▸ Directions for this task
No line before the one holding "the blue jeans" is wanted; restate word for word that line and all lines after it to the end of the entries, excluding pictures.

▸ Stored data entries
------

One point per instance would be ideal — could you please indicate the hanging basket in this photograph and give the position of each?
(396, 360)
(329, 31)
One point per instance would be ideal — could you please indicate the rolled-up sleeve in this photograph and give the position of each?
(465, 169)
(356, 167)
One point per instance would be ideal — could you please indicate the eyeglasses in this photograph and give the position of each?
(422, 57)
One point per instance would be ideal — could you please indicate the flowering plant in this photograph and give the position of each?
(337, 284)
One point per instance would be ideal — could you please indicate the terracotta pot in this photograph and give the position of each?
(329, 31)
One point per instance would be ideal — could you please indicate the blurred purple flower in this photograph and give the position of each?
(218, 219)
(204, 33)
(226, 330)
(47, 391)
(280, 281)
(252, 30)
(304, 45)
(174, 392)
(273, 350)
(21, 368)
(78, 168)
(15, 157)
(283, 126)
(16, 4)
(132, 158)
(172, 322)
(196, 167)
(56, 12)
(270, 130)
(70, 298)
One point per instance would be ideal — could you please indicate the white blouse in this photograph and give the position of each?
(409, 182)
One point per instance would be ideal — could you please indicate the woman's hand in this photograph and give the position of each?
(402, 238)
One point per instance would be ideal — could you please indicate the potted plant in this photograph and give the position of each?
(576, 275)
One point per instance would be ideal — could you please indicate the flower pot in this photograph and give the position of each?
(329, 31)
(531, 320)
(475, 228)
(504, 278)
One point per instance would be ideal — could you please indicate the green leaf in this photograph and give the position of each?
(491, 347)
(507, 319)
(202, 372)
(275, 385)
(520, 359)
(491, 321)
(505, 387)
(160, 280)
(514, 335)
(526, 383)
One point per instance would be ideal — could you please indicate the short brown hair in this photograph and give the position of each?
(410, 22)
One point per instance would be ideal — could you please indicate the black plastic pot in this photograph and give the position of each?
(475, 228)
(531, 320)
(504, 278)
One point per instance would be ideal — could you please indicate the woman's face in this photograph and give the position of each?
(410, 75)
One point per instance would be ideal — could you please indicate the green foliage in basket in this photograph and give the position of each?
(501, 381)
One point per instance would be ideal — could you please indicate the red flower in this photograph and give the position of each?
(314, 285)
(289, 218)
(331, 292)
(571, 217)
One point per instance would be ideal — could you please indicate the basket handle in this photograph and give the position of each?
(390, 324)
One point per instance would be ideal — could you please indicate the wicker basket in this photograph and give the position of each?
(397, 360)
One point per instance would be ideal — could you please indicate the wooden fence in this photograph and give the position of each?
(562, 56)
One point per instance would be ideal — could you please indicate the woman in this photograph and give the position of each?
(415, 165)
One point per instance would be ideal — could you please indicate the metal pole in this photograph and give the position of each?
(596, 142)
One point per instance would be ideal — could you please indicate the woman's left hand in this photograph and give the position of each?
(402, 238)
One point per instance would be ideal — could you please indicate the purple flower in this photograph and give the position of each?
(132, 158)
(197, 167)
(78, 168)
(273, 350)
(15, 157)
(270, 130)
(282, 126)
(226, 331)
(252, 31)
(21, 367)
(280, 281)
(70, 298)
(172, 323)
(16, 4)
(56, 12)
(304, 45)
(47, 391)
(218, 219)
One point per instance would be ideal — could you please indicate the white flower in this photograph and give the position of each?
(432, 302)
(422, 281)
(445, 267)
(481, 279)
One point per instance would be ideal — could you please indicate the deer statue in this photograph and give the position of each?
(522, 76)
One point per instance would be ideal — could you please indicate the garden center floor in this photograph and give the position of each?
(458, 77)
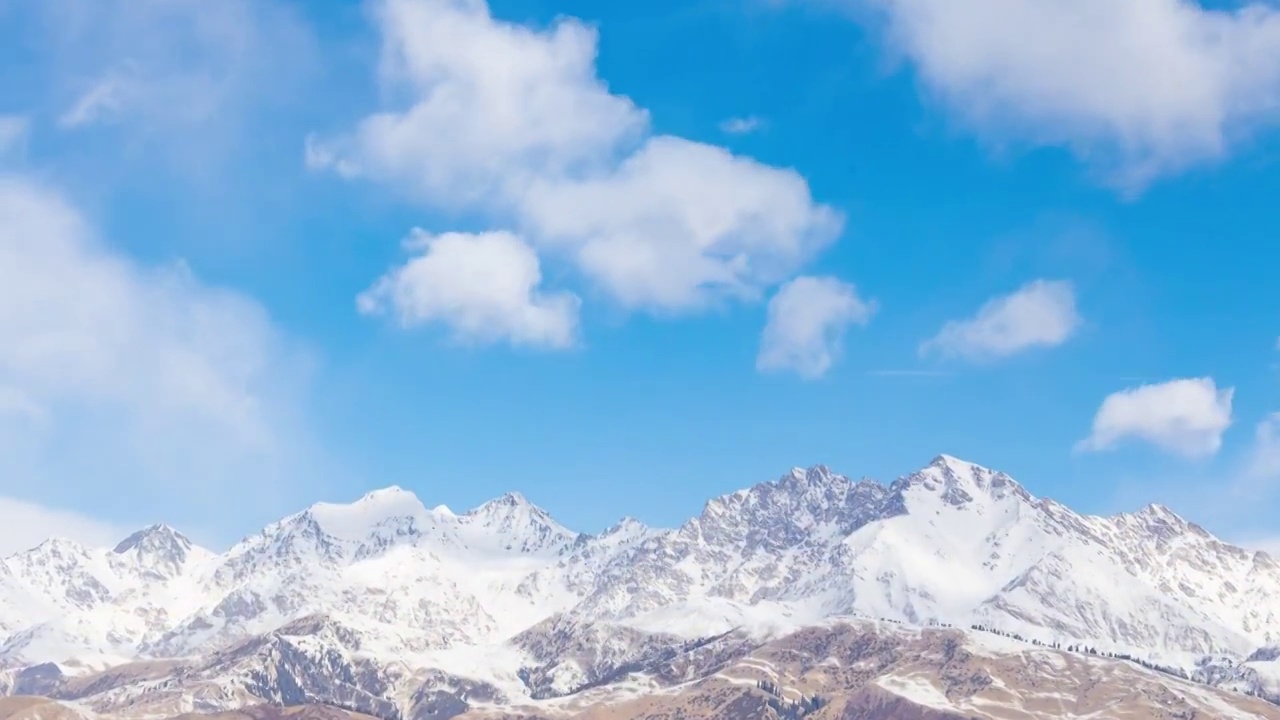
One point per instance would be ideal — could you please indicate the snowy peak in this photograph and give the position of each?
(376, 513)
(159, 551)
(959, 483)
(513, 524)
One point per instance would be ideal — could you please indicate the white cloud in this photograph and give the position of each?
(26, 524)
(807, 323)
(515, 123)
(1184, 417)
(1040, 314)
(105, 100)
(13, 133)
(492, 105)
(174, 85)
(680, 224)
(127, 386)
(741, 126)
(1138, 87)
(484, 287)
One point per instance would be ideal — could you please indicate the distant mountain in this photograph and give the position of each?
(387, 607)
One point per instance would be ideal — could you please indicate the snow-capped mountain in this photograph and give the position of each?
(504, 602)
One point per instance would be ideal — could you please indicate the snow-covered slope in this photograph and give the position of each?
(393, 583)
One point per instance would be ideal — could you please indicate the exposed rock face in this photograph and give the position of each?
(388, 609)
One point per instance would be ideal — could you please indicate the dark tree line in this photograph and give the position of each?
(789, 709)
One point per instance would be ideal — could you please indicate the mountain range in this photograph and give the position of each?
(394, 610)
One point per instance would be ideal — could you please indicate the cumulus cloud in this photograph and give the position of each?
(1040, 314)
(123, 384)
(515, 123)
(808, 318)
(741, 126)
(680, 224)
(1184, 417)
(484, 287)
(1138, 87)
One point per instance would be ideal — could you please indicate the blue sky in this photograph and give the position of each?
(627, 256)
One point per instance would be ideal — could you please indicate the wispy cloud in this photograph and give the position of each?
(1040, 314)
(743, 126)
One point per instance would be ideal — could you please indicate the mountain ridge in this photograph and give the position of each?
(384, 577)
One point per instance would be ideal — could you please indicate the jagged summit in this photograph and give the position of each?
(387, 578)
(154, 537)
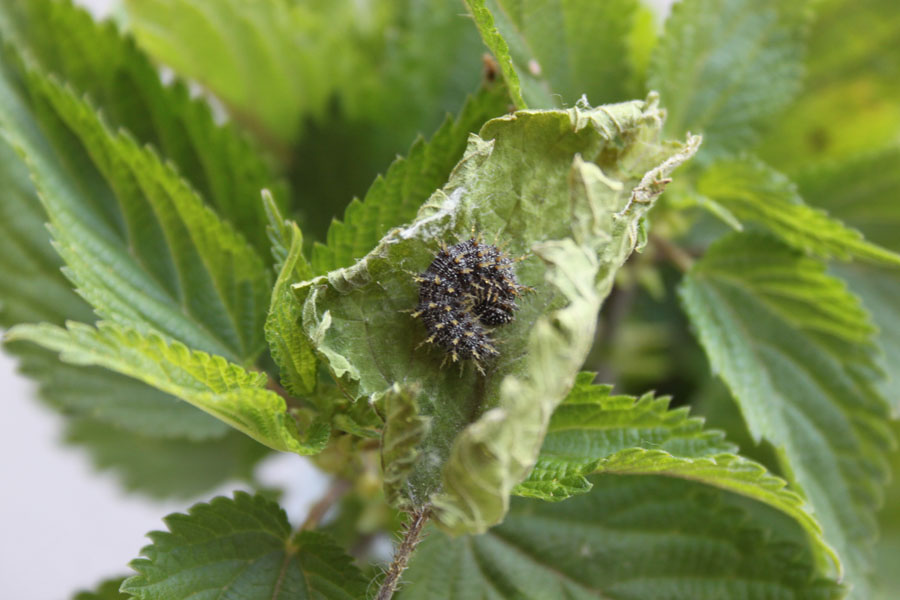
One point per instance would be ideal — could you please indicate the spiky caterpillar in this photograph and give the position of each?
(468, 289)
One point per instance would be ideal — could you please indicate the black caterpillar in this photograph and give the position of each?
(468, 288)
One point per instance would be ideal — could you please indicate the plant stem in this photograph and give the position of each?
(339, 487)
(411, 539)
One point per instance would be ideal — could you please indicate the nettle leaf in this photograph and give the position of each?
(281, 66)
(723, 68)
(522, 165)
(630, 538)
(166, 467)
(99, 61)
(863, 192)
(253, 55)
(291, 350)
(107, 590)
(242, 547)
(114, 399)
(595, 432)
(887, 581)
(33, 288)
(497, 44)
(754, 192)
(139, 243)
(403, 434)
(561, 51)
(795, 348)
(396, 197)
(847, 105)
(224, 390)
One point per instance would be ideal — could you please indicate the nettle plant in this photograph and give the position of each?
(194, 305)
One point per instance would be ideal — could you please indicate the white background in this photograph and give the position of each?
(63, 526)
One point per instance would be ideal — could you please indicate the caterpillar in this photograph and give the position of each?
(468, 289)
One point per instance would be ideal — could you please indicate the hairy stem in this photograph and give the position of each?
(411, 539)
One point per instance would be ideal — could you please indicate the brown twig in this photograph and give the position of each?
(339, 487)
(411, 539)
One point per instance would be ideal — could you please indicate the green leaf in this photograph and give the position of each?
(165, 467)
(862, 192)
(99, 61)
(403, 434)
(497, 44)
(281, 67)
(114, 399)
(224, 390)
(291, 350)
(395, 198)
(723, 68)
(517, 168)
(139, 243)
(253, 55)
(848, 104)
(795, 348)
(594, 432)
(887, 577)
(561, 51)
(630, 538)
(754, 192)
(242, 547)
(107, 590)
(33, 288)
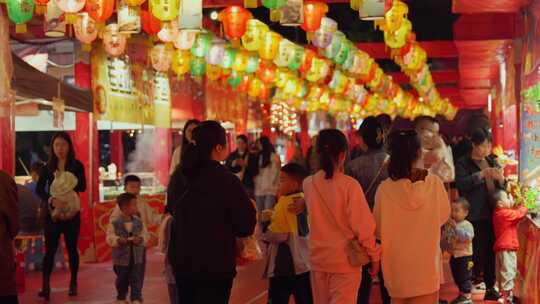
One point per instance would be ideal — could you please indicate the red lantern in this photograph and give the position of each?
(100, 10)
(151, 25)
(313, 14)
(267, 73)
(41, 7)
(234, 20)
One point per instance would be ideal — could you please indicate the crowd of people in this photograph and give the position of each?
(331, 223)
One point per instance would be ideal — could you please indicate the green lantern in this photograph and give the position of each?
(234, 79)
(253, 64)
(343, 53)
(20, 12)
(198, 67)
(228, 58)
(349, 62)
(202, 45)
(296, 61)
(332, 50)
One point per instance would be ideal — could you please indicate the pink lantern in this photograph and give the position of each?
(114, 40)
(161, 57)
(216, 53)
(71, 8)
(185, 39)
(85, 29)
(169, 31)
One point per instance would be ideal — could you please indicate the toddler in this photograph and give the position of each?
(128, 236)
(461, 263)
(506, 217)
(62, 189)
(288, 262)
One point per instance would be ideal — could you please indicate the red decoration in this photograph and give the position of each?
(234, 20)
(151, 25)
(100, 10)
(313, 14)
(266, 73)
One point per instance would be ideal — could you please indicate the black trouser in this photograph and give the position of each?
(462, 273)
(129, 277)
(9, 299)
(365, 288)
(53, 230)
(483, 254)
(204, 291)
(281, 289)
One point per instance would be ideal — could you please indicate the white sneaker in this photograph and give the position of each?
(479, 288)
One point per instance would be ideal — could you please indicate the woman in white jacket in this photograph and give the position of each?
(410, 208)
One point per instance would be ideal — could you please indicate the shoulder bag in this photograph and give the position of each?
(356, 253)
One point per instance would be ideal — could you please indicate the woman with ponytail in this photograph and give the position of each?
(410, 208)
(211, 210)
(339, 214)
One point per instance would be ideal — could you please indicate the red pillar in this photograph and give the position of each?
(83, 144)
(162, 142)
(117, 150)
(7, 136)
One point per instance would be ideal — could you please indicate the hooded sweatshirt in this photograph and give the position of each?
(409, 217)
(327, 242)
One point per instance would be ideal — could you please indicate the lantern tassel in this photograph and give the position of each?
(20, 28)
(275, 15)
(251, 3)
(41, 9)
(70, 18)
(87, 47)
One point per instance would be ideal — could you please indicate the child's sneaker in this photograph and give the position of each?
(479, 288)
(461, 299)
(492, 295)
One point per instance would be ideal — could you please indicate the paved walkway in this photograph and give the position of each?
(96, 285)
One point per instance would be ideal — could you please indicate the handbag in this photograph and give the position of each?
(356, 253)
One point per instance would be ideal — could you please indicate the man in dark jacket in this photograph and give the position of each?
(477, 176)
(9, 225)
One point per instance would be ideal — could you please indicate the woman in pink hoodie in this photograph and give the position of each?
(410, 208)
(338, 213)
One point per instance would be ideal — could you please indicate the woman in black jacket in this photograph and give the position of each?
(211, 209)
(478, 175)
(62, 159)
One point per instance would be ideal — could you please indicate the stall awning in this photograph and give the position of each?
(31, 83)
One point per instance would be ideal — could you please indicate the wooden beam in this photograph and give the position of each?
(439, 77)
(434, 49)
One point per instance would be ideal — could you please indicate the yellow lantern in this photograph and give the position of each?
(71, 8)
(181, 62)
(285, 53)
(165, 10)
(270, 46)
(213, 72)
(254, 36)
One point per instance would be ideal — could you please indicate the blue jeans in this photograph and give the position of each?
(129, 276)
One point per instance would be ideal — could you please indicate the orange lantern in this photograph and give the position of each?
(134, 2)
(71, 8)
(41, 7)
(100, 10)
(151, 25)
(161, 57)
(234, 20)
(85, 30)
(313, 14)
(114, 40)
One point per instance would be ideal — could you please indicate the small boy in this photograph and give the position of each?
(506, 217)
(128, 236)
(132, 184)
(461, 262)
(288, 263)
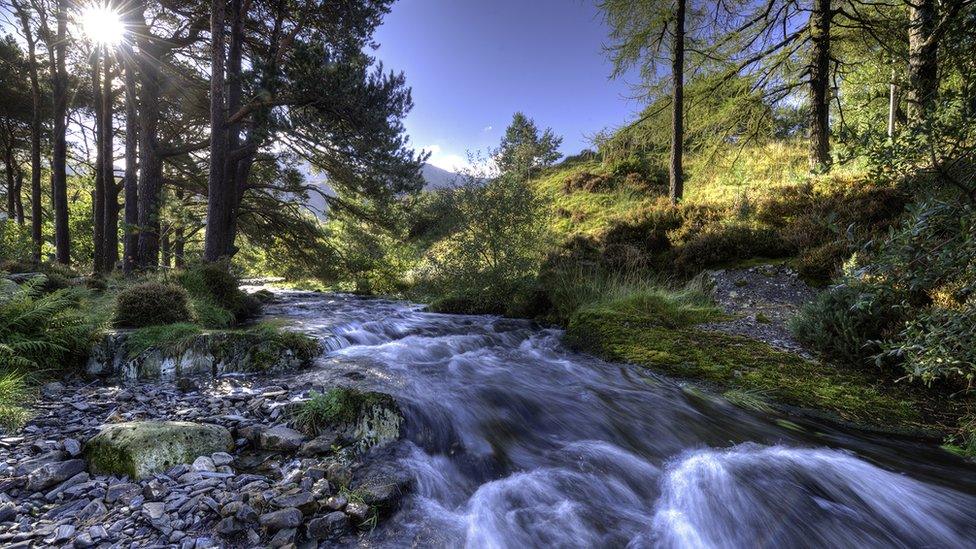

------

▸ Written answer
One point per instance would be ideal — could you please indicate the blue jeans in this photograph and give the position of each?
(129, 276)
One point per instance would be ideal — could you please indicate the orange lantern in this photograph and give the position of each?
(134, 2)
(71, 8)
(41, 7)
(100, 10)
(151, 25)
(161, 57)
(234, 20)
(85, 30)
(313, 14)
(114, 40)
One point per instance would be ideal — could you please indicate the small boy in this photograph and give the position of each?
(506, 217)
(128, 236)
(132, 184)
(461, 262)
(288, 263)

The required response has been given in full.